STATED EXERCISE
Each entry below is to be extracted exactly.

DATASET
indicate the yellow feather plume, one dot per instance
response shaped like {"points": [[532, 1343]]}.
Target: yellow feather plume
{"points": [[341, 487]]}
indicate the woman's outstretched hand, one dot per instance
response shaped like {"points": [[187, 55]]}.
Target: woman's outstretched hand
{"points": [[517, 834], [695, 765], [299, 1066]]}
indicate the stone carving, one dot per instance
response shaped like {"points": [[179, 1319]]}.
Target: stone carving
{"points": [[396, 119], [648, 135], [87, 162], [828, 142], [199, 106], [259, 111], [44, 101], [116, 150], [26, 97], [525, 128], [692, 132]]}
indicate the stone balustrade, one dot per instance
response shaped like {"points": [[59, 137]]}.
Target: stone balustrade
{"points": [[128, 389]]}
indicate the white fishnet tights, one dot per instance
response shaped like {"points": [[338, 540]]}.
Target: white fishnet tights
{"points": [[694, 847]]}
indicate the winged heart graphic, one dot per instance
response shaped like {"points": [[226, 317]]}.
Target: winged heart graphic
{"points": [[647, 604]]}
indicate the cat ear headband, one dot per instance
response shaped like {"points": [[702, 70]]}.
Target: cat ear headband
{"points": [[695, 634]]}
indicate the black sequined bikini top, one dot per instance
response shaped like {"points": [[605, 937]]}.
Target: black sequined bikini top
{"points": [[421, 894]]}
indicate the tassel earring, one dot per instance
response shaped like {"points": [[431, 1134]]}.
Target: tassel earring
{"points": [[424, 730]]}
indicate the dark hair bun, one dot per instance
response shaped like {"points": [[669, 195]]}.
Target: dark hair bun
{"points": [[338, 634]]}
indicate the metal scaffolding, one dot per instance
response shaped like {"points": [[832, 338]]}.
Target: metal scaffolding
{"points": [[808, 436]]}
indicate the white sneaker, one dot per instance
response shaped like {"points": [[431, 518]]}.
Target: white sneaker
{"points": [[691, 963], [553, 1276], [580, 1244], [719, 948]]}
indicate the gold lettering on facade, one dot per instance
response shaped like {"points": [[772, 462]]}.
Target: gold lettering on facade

RESPONSE BELOW
indicate the yellow feather plume, one dot per instance
response shaped like {"points": [[532, 1343]]}.
Target: yellow feather plume
{"points": [[341, 487]]}
indicate the woman's outstretched hand, one dot per instance
response shaped like {"points": [[187, 55]]}.
Target: woman's outstretched hand
{"points": [[517, 834], [695, 765], [299, 1066]]}
indicate the stone carving, one dot per instance
response shaped like {"points": [[179, 1319]]}.
Target: stone carving
{"points": [[396, 119], [648, 135], [87, 162], [828, 142], [199, 106], [259, 111], [44, 101], [116, 150], [26, 97], [525, 128], [692, 132]]}
indicate the stone balustrade, one dot per instance
response shaped like {"points": [[59, 137]]}.
Target: stone balustrade
{"points": [[128, 389]]}
indicate the white fishnet tights, one dot per instance
response shaped like {"points": [[338, 540]]}.
Target: white fishnet tights
{"points": [[694, 847]]}
indicate the winged heart graphic, one dot per instance
response shaped like {"points": [[226, 317]]}.
Target: winged heart graphic
{"points": [[647, 604]]}
indicate the cat ear headband, one dot per instance
response shaped like {"points": [[702, 70]]}.
Target: cat ear headband
{"points": [[695, 634]]}
indicate the black sequined bikini top, one dot per instance
response shaped like {"points": [[605, 937]]}.
Target: black sequined bikini top
{"points": [[421, 894]]}
indicate the tassel earring, one dot per instance
response shaped like {"points": [[431, 1134]]}.
Target: tassel earring
{"points": [[424, 730]]}
indicate the dark hair bun, one dot per instance
response shaped like {"points": [[669, 195]]}.
Target: dark hair bun
{"points": [[338, 634]]}
indicate the metal scaffolding, one dot per instance
response shaped like {"points": [[832, 338]]}.
Target: metal scaffolding
{"points": [[808, 436]]}
indicate the white sneaker, one dot per instance
response shaped like {"points": [[431, 518]]}.
Target: white sneaker
{"points": [[691, 963], [553, 1276], [580, 1244], [719, 948]]}
indicate the gold lettering on facade, one dot per instance
response shaped like {"points": [[772, 462]]}.
Target: gold lettering on facade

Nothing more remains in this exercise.